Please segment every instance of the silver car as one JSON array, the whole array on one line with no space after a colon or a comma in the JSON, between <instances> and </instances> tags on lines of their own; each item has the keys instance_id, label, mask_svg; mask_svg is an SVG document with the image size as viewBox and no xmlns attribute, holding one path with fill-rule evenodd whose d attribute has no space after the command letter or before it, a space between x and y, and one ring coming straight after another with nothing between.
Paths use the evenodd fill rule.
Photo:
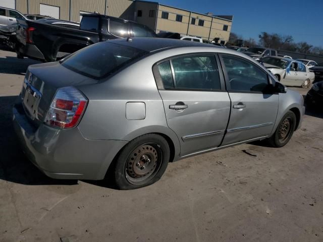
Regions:
<instances>
[{"instance_id":1,"label":"silver car","mask_svg":"<svg viewBox=\"0 0 323 242\"><path fill-rule=\"evenodd\" d=\"M302 97L242 53L170 39L109 40L31 66L13 108L25 153L55 178L158 180L169 162L253 141L280 147Z\"/></svg>"}]
</instances>

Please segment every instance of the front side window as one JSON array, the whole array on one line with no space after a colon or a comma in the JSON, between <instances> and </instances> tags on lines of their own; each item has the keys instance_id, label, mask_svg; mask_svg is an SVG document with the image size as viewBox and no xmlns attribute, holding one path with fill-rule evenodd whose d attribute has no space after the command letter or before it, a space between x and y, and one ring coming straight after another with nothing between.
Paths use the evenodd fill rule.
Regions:
<instances>
[{"instance_id":1,"label":"front side window","mask_svg":"<svg viewBox=\"0 0 323 242\"><path fill-rule=\"evenodd\" d=\"M148 27L132 24L132 31L133 37L154 37L155 33Z\"/></svg>"},{"instance_id":2,"label":"front side window","mask_svg":"<svg viewBox=\"0 0 323 242\"><path fill-rule=\"evenodd\" d=\"M162 12L162 18L165 19L168 19L168 13L167 12Z\"/></svg>"},{"instance_id":3,"label":"front side window","mask_svg":"<svg viewBox=\"0 0 323 242\"><path fill-rule=\"evenodd\" d=\"M176 15L176 21L177 22L182 22L182 19L183 19L183 16L182 15Z\"/></svg>"},{"instance_id":4,"label":"front side window","mask_svg":"<svg viewBox=\"0 0 323 242\"><path fill-rule=\"evenodd\" d=\"M240 58L223 56L231 91L261 92L268 85L267 74L249 62Z\"/></svg>"},{"instance_id":5,"label":"front side window","mask_svg":"<svg viewBox=\"0 0 323 242\"><path fill-rule=\"evenodd\" d=\"M220 89L220 80L213 55L186 56L172 60L175 88L185 89Z\"/></svg>"},{"instance_id":6,"label":"front side window","mask_svg":"<svg viewBox=\"0 0 323 242\"><path fill-rule=\"evenodd\" d=\"M198 20L198 26L204 26L204 20L202 20L199 19Z\"/></svg>"},{"instance_id":7,"label":"front side window","mask_svg":"<svg viewBox=\"0 0 323 242\"><path fill-rule=\"evenodd\" d=\"M9 17L11 18L15 18L16 19L23 20L25 19L21 15L19 14L16 11L13 11L12 10L9 11Z\"/></svg>"},{"instance_id":8,"label":"front side window","mask_svg":"<svg viewBox=\"0 0 323 242\"><path fill-rule=\"evenodd\" d=\"M109 30L114 35L122 38L128 37L128 25L122 21L110 19Z\"/></svg>"},{"instance_id":9,"label":"front side window","mask_svg":"<svg viewBox=\"0 0 323 242\"><path fill-rule=\"evenodd\" d=\"M173 74L169 60L163 62L158 65L158 70L160 74L164 87L167 88L174 88Z\"/></svg>"},{"instance_id":10,"label":"front side window","mask_svg":"<svg viewBox=\"0 0 323 242\"><path fill-rule=\"evenodd\" d=\"M130 64L146 52L141 49L100 42L72 54L61 64L63 66L92 78L106 77Z\"/></svg>"},{"instance_id":11,"label":"front side window","mask_svg":"<svg viewBox=\"0 0 323 242\"><path fill-rule=\"evenodd\" d=\"M301 72L306 72L306 68L305 67L305 66L303 64L298 63L297 71Z\"/></svg>"}]
</instances>

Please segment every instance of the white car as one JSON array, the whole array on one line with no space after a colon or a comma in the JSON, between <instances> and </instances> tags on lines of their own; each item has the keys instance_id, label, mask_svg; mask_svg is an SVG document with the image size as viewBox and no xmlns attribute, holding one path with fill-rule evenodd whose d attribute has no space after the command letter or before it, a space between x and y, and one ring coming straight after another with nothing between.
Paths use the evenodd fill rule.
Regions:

__What you will do__.
Set out all of the data above as a numbered list, one line per item, with blank lines and pictures left out.

__Completed exercise__.
1. Please segment every instance of the silver car as one JSON array, the whole array on one line with no space after a colon or a comma in the JSON, between <instances> and </instances> tags on lines of their own; each item has the keys instance_id, label, mask_svg; mask_svg is an SVG document with the image size as viewBox and no xmlns attribute, holding one path with fill-rule evenodd whose d attribute has no space after the command letter or before it, a space between x and y, and one ring coming straight after another with nothing between.
2. Paths use the evenodd fill rule.
3. Photo:
4. Regions:
5. <instances>
6. [{"instance_id":1,"label":"silver car","mask_svg":"<svg viewBox=\"0 0 323 242\"><path fill-rule=\"evenodd\" d=\"M302 97L242 53L170 39L109 40L31 66L13 108L25 153L55 178L158 180L169 162L253 141L280 147Z\"/></svg>"}]
7. </instances>
8. Please segment every instance of the front side window as one JSON array, the whole array on one line with no space after a colon or a comma in the JSON, between <instances> and </instances> tags on lines of their own; each item has the keys instance_id, label, mask_svg; mask_svg is an SVG document with the image size as viewBox and no xmlns attribute, holding one path with fill-rule evenodd whose d attribute has no space after the command letter or before it, a space between x and y, and one ring coming straight after another with nothing between.
9. Paths use the evenodd fill rule.
10. Regions:
11. <instances>
12. [{"instance_id":1,"label":"front side window","mask_svg":"<svg viewBox=\"0 0 323 242\"><path fill-rule=\"evenodd\" d=\"M148 27L132 24L132 31L133 37L154 37L155 33Z\"/></svg>"},{"instance_id":2,"label":"front side window","mask_svg":"<svg viewBox=\"0 0 323 242\"><path fill-rule=\"evenodd\" d=\"M162 12L162 18L165 19L168 19L168 13L167 12Z\"/></svg>"},{"instance_id":3,"label":"front side window","mask_svg":"<svg viewBox=\"0 0 323 242\"><path fill-rule=\"evenodd\" d=\"M176 15L176 21L177 22L182 22L182 19L183 19L183 16L182 15Z\"/></svg>"},{"instance_id":4,"label":"front side window","mask_svg":"<svg viewBox=\"0 0 323 242\"><path fill-rule=\"evenodd\" d=\"M240 58L223 56L231 91L261 92L268 85L267 74L249 62Z\"/></svg>"},{"instance_id":5,"label":"front side window","mask_svg":"<svg viewBox=\"0 0 323 242\"><path fill-rule=\"evenodd\" d=\"M220 89L220 80L213 55L186 56L172 60L175 88L185 89Z\"/></svg>"},{"instance_id":6,"label":"front side window","mask_svg":"<svg viewBox=\"0 0 323 242\"><path fill-rule=\"evenodd\" d=\"M198 20L198 26L204 26L204 20L202 20L199 19Z\"/></svg>"},{"instance_id":7,"label":"front side window","mask_svg":"<svg viewBox=\"0 0 323 242\"><path fill-rule=\"evenodd\" d=\"M9 17L11 18L15 18L16 19L23 20L25 19L21 15L19 14L16 11L13 11L12 10L9 11Z\"/></svg>"},{"instance_id":8,"label":"front side window","mask_svg":"<svg viewBox=\"0 0 323 242\"><path fill-rule=\"evenodd\" d=\"M109 30L114 35L122 38L128 37L128 25L122 21L110 19Z\"/></svg>"},{"instance_id":9,"label":"front side window","mask_svg":"<svg viewBox=\"0 0 323 242\"><path fill-rule=\"evenodd\" d=\"M173 74L169 60L163 62L158 65L158 70L160 74L164 87L167 88L174 88Z\"/></svg>"},{"instance_id":10,"label":"front side window","mask_svg":"<svg viewBox=\"0 0 323 242\"><path fill-rule=\"evenodd\" d=\"M130 64L146 52L141 49L100 42L72 54L61 64L63 66L92 78L106 77Z\"/></svg>"},{"instance_id":11,"label":"front side window","mask_svg":"<svg viewBox=\"0 0 323 242\"><path fill-rule=\"evenodd\" d=\"M301 72L306 72L306 68L305 67L305 66L303 64L298 63L297 71Z\"/></svg>"}]
13. </instances>
14. Please segment every instance of the white car as one JSON array, the whole array on one line with no space after a colon or a comma in the JSON, between <instances> and </instances> tags on lines of their own; each item has the keys instance_id, label, mask_svg; mask_svg is an SVG document with the image size as viewBox and no xmlns attribute, holding one path with fill-rule evenodd whose d attribute has no space after the command letter or before it, a space between x and y, and one ring coming straight after another with nothing between.
15. Paths use the evenodd fill rule.
16. Regions:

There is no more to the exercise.